Extracted records
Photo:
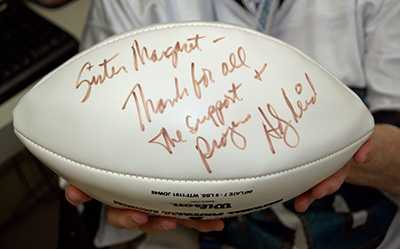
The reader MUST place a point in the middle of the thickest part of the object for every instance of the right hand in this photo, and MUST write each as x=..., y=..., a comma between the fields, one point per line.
x=131, y=219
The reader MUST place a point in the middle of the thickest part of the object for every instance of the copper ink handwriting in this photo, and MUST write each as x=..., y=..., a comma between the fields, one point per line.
x=215, y=111
x=88, y=79
x=148, y=105
x=206, y=149
x=142, y=54
x=282, y=129
x=168, y=142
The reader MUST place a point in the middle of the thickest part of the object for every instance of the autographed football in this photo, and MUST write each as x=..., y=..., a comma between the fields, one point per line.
x=192, y=120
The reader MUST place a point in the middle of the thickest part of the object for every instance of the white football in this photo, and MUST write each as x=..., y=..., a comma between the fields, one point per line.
x=192, y=120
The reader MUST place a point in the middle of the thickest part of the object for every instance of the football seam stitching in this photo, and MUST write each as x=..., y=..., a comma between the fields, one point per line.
x=190, y=180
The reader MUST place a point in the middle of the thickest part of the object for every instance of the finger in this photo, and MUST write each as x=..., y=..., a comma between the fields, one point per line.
x=157, y=225
x=303, y=201
x=126, y=218
x=75, y=196
x=366, y=152
x=326, y=187
x=204, y=225
x=331, y=184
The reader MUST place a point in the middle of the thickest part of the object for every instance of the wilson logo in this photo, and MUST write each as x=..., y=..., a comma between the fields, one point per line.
x=203, y=206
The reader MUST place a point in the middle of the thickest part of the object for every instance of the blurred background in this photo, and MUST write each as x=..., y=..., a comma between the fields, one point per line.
x=36, y=36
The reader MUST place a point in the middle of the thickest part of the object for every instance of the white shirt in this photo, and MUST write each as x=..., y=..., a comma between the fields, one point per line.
x=345, y=36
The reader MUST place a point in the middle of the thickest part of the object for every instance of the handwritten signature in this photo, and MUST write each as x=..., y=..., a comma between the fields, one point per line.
x=207, y=149
x=282, y=128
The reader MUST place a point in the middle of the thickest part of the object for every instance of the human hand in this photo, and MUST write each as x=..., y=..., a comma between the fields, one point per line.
x=383, y=171
x=130, y=219
x=332, y=184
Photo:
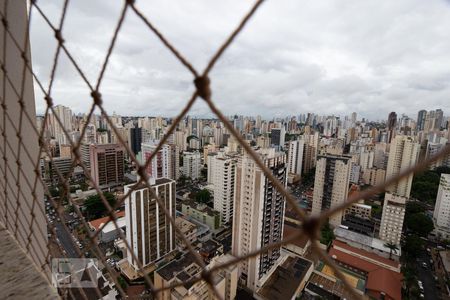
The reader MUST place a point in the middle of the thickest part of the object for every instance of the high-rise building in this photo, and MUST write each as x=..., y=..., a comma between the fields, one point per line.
x=64, y=114
x=391, y=125
x=392, y=218
x=258, y=215
x=403, y=154
x=165, y=164
x=421, y=117
x=277, y=136
x=135, y=139
x=149, y=232
x=354, y=116
x=221, y=171
x=310, y=150
x=192, y=164
x=438, y=119
x=107, y=164
x=331, y=185
x=441, y=213
x=295, y=156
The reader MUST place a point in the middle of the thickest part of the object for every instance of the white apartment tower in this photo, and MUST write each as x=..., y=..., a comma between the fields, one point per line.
x=166, y=162
x=192, y=164
x=295, y=156
x=310, y=149
x=258, y=215
x=403, y=154
x=331, y=185
x=441, y=213
x=64, y=114
x=221, y=171
x=392, y=218
x=148, y=230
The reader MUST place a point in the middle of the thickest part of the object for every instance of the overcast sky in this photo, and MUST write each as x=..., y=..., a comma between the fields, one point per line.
x=327, y=57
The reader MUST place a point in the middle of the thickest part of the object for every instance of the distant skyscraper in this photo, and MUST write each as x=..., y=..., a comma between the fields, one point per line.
x=438, y=119
x=403, y=154
x=107, y=164
x=392, y=218
x=421, y=117
x=135, y=139
x=191, y=164
x=277, y=136
x=391, y=125
x=64, y=114
x=295, y=156
x=221, y=171
x=149, y=233
x=354, y=116
x=160, y=164
x=331, y=185
x=441, y=213
x=258, y=214
x=310, y=150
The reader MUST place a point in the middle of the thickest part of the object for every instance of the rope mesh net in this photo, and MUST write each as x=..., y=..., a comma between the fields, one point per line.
x=20, y=210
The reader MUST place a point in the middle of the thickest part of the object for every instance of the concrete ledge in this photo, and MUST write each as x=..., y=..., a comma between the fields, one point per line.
x=19, y=278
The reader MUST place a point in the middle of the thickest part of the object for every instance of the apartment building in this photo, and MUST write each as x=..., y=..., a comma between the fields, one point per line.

The problem
Please put every line of the records above into a JSON list of strings, one string per line, with blank lines skipped and the pictures left out.

The result
[
  "Photo:",
  "The reader MUST place a point in the middle of the thickest part of the object for every instance of the right hand in this photo, and MUST write each as x=..., y=..., a comma between the fields, one point per line.",
  "x=131, y=219",
  "The reader MUST place a point in the middle of the thickest part of the object for every instance of the copper ink handwriting in this photo, and MUST write each as x=..., y=..., a comma between the fields, one point per line.",
  "x=215, y=111",
  "x=88, y=79",
  "x=148, y=105",
  "x=206, y=149",
  "x=142, y=54",
  "x=282, y=129",
  "x=168, y=142",
  "The reader MUST place a point in the middle of the thickest part of the object for every instance of the autographed football in this photo, and MUST write each as x=..., y=..., a comma between the fields, one point per line.",
  "x=192, y=120",
  "The reader MUST place a point in the middle of the thickest part of the object for every instance of the white football in this photo, and MUST write each as x=..., y=..., a comma between the fields, one point per line.",
  "x=192, y=120",
  "The reader MUST place a point in the middle of the thickest part of the object for every instance of the football seam stitching in this photo, and MUST write each as x=..., y=..., a comma between the fields, one point per line.",
  "x=190, y=180",
  "The reader MUST place a point in the middle of the thickest part of the object for every instance of the finger in this photo, and MUST write each as x=..., y=..., a comma between the fields, one point per line.",
  "x=157, y=225",
  "x=303, y=201",
  "x=126, y=218",
  "x=75, y=196",
  "x=366, y=152",
  "x=326, y=187",
  "x=204, y=225",
  "x=331, y=184",
  "The reader MUST place a point in the middle of the thickest part of the object for every instance of the wilson logo in this photo, and MUST write each as x=..., y=..., a comma between the fields, one point per line.",
  "x=203, y=206",
  "The reader MUST place a point in the middle of the thickest part of the object for every instance of the blurred background in this photo, and MUST write each as x=..., y=..., a comma between the fields, one point per line.",
  "x=36, y=36",
  "The reader MUST place a point in the middle of the thickest part of the object for every instance of the white shirt in this photo, and MUST write each as x=..., y=..., a comma between the fields, one point per line.",
  "x=345, y=36",
  "The reader MUST place a point in the middle of the thickest part of the object for every instance of the handwritten signature in this photo, and MUST write each as x=..., y=..., a comma between the fields, one point per line.",
  "x=207, y=149",
  "x=282, y=128",
  "The reader MUST place a point in the middle of the thickest part of the object for every instance of the human hand in this photo, and MUST write each as x=..., y=..., a comma between the fields, one point per line.",
  "x=383, y=171",
  "x=130, y=219",
  "x=332, y=184",
  "Photo:",
  "The reader MUST place a point in the middle of the thickest part of the object for every instance of the high-rise building in this photo, and MUST write each as x=..., y=..., a comma between the fields, one point per line.",
  "x=64, y=114",
  "x=391, y=125",
  "x=392, y=218",
  "x=258, y=215",
  "x=403, y=154",
  "x=165, y=164",
  "x=421, y=117",
  "x=277, y=136",
  "x=135, y=139",
  "x=149, y=232",
  "x=354, y=116",
  "x=221, y=171",
  "x=310, y=150",
  "x=192, y=164",
  "x=438, y=119",
  "x=107, y=164",
  "x=331, y=185",
  "x=441, y=213",
  "x=295, y=156",
  "The reader MUST place a point in the middle of the thickest part of the object for every instance of the white apartment tower in this photo, and MUST write each as x=..., y=..., a comma between the fields, one point per line.",
  "x=166, y=162",
  "x=192, y=164",
  "x=295, y=156",
  "x=310, y=149",
  "x=258, y=215",
  "x=403, y=154",
  "x=331, y=185",
  "x=441, y=213",
  "x=64, y=114",
  "x=221, y=171",
  "x=392, y=218",
  "x=148, y=230",
  "The reader MUST place a point in the middle of the thickest part of the object for every instance of the overcast sky in this photo, and MUST write each as x=..., y=..., a comma between the fields, one point per line.",
  "x=327, y=57",
  "The reader MUST place a point in the middle of the thickest part of the object for every instance of the distant skyscraper in this photo, and MUST write each as x=..., y=..., a comma between the fields, one point per line.",
  "x=438, y=119",
  "x=403, y=154",
  "x=107, y=164",
  "x=392, y=218",
  "x=421, y=117",
  "x=135, y=139",
  "x=191, y=164",
  "x=277, y=136",
  "x=391, y=125",
  "x=64, y=114",
  "x=295, y=156",
  "x=221, y=171",
  "x=149, y=233",
  "x=354, y=116",
  "x=160, y=164",
  "x=331, y=185",
  "x=441, y=213",
  "x=258, y=214",
  "x=310, y=150",
  "The reader MUST place a point in the middle of the thickest part of the object for every instance of the rope mesh net in this photo, and MUST write each as x=..., y=..., a comma between the fields, one point per line.",
  "x=20, y=210",
  "The reader MUST place a point in the middle of the thickest part of the object for every instance of the concrete ledge in this photo, and MUST write each as x=..., y=..., a comma between the fields, one point per line.",
  "x=19, y=278",
  "The reader MUST place a point in the middle of the thickest part of the object for every instance of the apartment building in this photo, and MUST write each as x=..., y=..., a comma between the fields, one point per line."
]